WRITTEN EXERCISE
Copy the records verbatim, from the start down through the line that contains "M 86 48 L 47", including that line. Leave the pictures out of your copy.
··· PROVIDED DATA ···
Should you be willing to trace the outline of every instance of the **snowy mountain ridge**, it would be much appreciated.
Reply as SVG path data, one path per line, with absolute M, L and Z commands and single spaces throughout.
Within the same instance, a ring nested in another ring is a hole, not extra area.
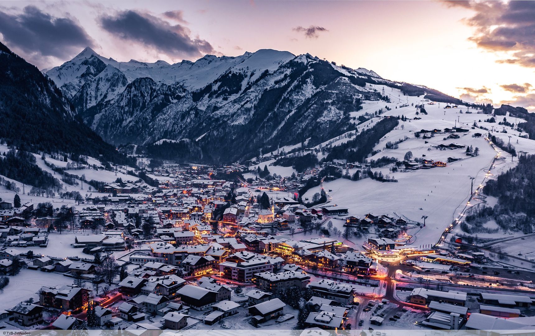
M 86 48 L 47 75 L 106 141 L 154 146 L 161 139 L 187 139 L 175 146 L 187 143 L 184 151 L 216 162 L 351 131 L 351 113 L 363 101 L 389 100 L 385 86 L 454 100 L 363 68 L 272 49 L 169 64 L 118 62 Z

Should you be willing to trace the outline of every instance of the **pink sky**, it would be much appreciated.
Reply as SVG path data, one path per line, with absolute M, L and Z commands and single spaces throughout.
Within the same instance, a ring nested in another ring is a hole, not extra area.
M 97 52 L 118 60 L 163 59 L 174 63 L 201 57 L 178 48 L 170 51 L 146 41 L 121 38 L 120 34 L 110 32 L 102 23 L 104 17 L 113 19 L 133 10 L 162 25 L 169 24 L 191 40 L 208 42 L 218 55 L 236 56 L 264 48 L 288 50 L 296 55 L 308 52 L 339 64 L 371 69 L 385 78 L 426 85 L 457 97 L 469 94 L 472 99 L 477 96 L 480 101 L 491 100 L 495 103 L 517 100 L 525 107 L 531 106 L 530 110 L 535 108 L 535 94 L 531 86 L 524 85 L 535 85 L 534 68 L 497 63 L 510 57 L 514 50 L 491 50 L 473 42 L 482 26 L 469 24 L 467 20 L 478 10 L 485 10 L 468 8 L 460 3 L 448 6 L 431 1 L 4 1 L 0 3 L 0 12 L 20 20 L 17 16 L 28 5 L 49 14 L 52 20 L 70 19 L 92 39 Z M 500 9 L 495 14 L 499 15 L 501 10 L 506 9 Z M 181 18 L 163 14 L 170 11 L 181 11 Z M 311 26 L 324 30 L 317 30 L 315 36 L 307 37 L 304 29 L 296 29 Z M 58 65 L 83 49 L 77 46 L 62 57 L 47 55 L 46 52 L 32 54 L 27 47 L 22 50 L 14 40 L 4 36 L 2 29 L 0 24 L 0 40 L 40 67 Z M 519 93 L 500 86 L 513 84 L 524 85 L 525 89 Z M 459 88 L 467 88 L 472 93 Z M 484 91 L 486 93 L 482 93 Z M 461 97 L 470 99 L 467 95 Z

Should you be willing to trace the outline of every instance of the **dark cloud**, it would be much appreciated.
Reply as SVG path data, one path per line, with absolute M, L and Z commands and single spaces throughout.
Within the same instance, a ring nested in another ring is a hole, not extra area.
M 101 17 L 100 22 L 104 30 L 120 39 L 155 48 L 169 56 L 198 57 L 215 52 L 208 42 L 192 37 L 187 28 L 172 25 L 150 14 L 125 11 Z
M 180 10 L 169 11 L 164 13 L 164 16 L 168 19 L 172 19 L 177 22 L 187 24 L 187 21 L 184 20 L 184 12 Z
M 529 83 L 524 83 L 523 85 L 509 84 L 508 85 L 500 85 L 506 91 L 509 92 L 515 92 L 516 93 L 527 93 L 531 88 L 531 85 Z
M 471 41 L 493 51 L 511 51 L 499 63 L 535 67 L 535 1 L 446 1 L 473 11 L 464 20 L 475 28 Z
M 530 93 L 524 96 L 515 96 L 511 100 L 503 101 L 500 103 L 512 106 L 522 106 L 533 112 L 535 110 L 535 93 Z
M 80 48 L 95 44 L 78 22 L 53 17 L 34 6 L 27 6 L 16 14 L 0 11 L 0 33 L 9 47 L 30 60 L 67 58 Z
M 319 27 L 319 26 L 310 26 L 308 28 L 298 26 L 292 28 L 292 30 L 299 33 L 304 33 L 305 37 L 309 39 L 317 39 L 319 36 L 318 34 L 318 33 L 321 32 L 328 32 L 327 29 L 323 27 Z
M 475 89 L 473 88 L 457 88 L 460 90 L 463 90 L 465 91 L 467 93 L 470 94 L 482 94 L 484 93 L 489 93 L 491 90 L 485 87 L 484 86 L 480 89 Z

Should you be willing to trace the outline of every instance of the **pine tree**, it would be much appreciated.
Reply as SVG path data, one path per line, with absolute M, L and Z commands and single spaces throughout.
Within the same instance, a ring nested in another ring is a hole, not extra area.
M 308 302 L 308 300 L 310 300 L 310 298 L 314 296 L 314 291 L 311 288 L 307 288 L 305 289 L 304 293 L 303 294 L 303 299 L 305 301 L 306 303 Z
M 87 308 L 87 326 L 95 327 L 97 326 L 97 315 L 95 311 L 95 307 L 93 304 L 89 304 Z
M 299 314 L 297 314 L 297 329 L 304 329 L 306 327 L 307 318 L 310 314 L 310 309 L 307 303 L 303 303 L 299 308 Z
M 121 268 L 121 272 L 119 273 L 119 279 L 120 281 L 124 280 L 128 276 L 128 273 L 126 271 L 126 267 Z
M 15 195 L 13 198 L 13 206 L 15 208 L 20 208 L 20 196 L 18 194 Z

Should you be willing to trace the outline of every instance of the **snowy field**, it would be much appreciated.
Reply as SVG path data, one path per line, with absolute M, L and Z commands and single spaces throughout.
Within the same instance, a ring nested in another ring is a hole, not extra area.
M 9 280 L 9 285 L 0 293 L 0 310 L 9 309 L 30 297 L 39 302 L 39 296 L 35 293 L 43 286 L 63 286 L 73 283 L 72 278 L 28 269 L 21 270 L 17 275 L 10 277 Z
M 408 98 L 410 104 L 411 99 L 414 100 L 417 97 Z M 330 203 L 347 207 L 350 215 L 358 217 L 372 212 L 376 215 L 401 216 L 422 223 L 422 216 L 427 216 L 426 226 L 419 231 L 416 240 L 412 241 L 411 243 L 421 245 L 436 242 L 444 228 L 458 216 L 459 212 L 468 201 L 470 190 L 469 177 L 476 178 L 475 188 L 480 184 L 484 184 L 487 177 L 485 170 L 490 167 L 496 155 L 496 151 L 484 138 L 472 136 L 476 133 L 484 135 L 486 133 L 484 130 L 477 128 L 472 129 L 471 127 L 474 120 L 479 124 L 478 120 L 486 119 L 488 117 L 487 115 L 459 113 L 461 110 L 466 111 L 465 106 L 444 110 L 444 105 L 442 104 L 441 108 L 439 108 L 438 104 L 426 105 L 425 109 L 429 114 L 419 114 L 418 117 L 422 119 L 400 121 L 400 125 L 387 134 L 376 146 L 374 149 L 381 151 L 369 158 L 376 159 L 386 156 L 402 160 L 405 153 L 411 151 L 415 157 L 445 162 L 449 157 L 461 158 L 462 160 L 448 163 L 445 167 L 406 172 L 392 173 L 389 171 L 388 167 L 372 170 L 381 171 L 384 175 L 389 174 L 391 177 L 397 179 L 398 182 L 381 182 L 370 179 L 357 181 L 339 179 L 327 182 L 323 186 L 326 192 L 330 189 L 332 190 L 327 192 L 328 196 L 332 197 Z M 414 108 L 409 106 L 393 109 L 386 112 L 384 115 L 404 114 L 406 117 L 413 118 L 416 116 Z M 473 112 L 476 111 L 473 110 Z M 425 140 L 422 137 L 416 138 L 414 135 L 415 132 L 422 129 L 451 128 L 456 124 L 457 127 L 469 129 L 465 133 L 459 133 L 460 135 L 463 134 L 460 139 L 444 140 L 448 134 L 437 134 Z M 488 123 L 481 124 L 485 124 L 485 127 L 488 127 L 486 125 Z M 515 134 L 518 135 L 519 133 L 515 132 Z M 387 141 L 394 142 L 405 136 L 409 139 L 400 143 L 399 148 L 385 148 Z M 505 136 L 508 140 L 507 134 L 500 136 Z M 518 138 L 518 136 L 515 138 Z M 515 143 L 517 150 L 529 150 L 530 146 L 533 146 L 532 150 L 535 149 L 535 142 L 518 138 L 519 143 L 517 144 L 516 140 L 512 139 L 511 142 Z M 432 147 L 451 143 L 471 146 L 474 148 L 478 147 L 479 155 L 475 157 L 468 157 L 465 155 L 465 149 L 440 150 Z M 497 163 L 498 164 L 491 171 L 494 177 L 516 164 L 516 162 L 510 162 L 510 156 L 507 153 L 502 151 L 501 156 L 505 160 Z M 355 170 L 350 170 L 350 174 Z M 493 178 L 492 176 L 488 177 Z M 307 192 L 304 198 L 311 198 L 315 193 L 319 192 L 319 186 L 313 188 Z

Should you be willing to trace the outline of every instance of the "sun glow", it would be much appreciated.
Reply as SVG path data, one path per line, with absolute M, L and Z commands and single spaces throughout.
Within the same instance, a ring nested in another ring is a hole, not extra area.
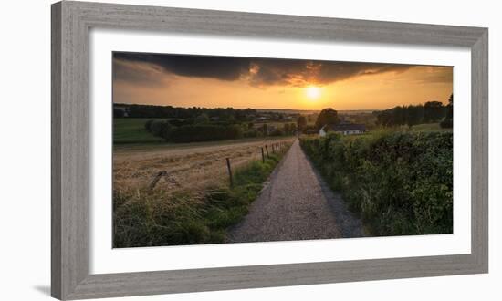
···
THE RESPONSE
Should you be willing to trace the outline of every instance of the **snowy mountain ridge**, it would be much appreciated.
Reply as SVG path data, one path per line, with absolute M, L and Z commands and single spaces throughout.
Within the same instance, a ring nested in another ring is a hole, not extra area.
M 86 48 L 47 75 L 106 141 L 154 146 L 161 139 L 187 139 L 175 146 L 187 143 L 184 151 L 216 162 L 351 131 L 351 113 L 363 101 L 389 100 L 385 86 L 454 100 L 363 68 L 272 49 L 169 64 L 118 62 Z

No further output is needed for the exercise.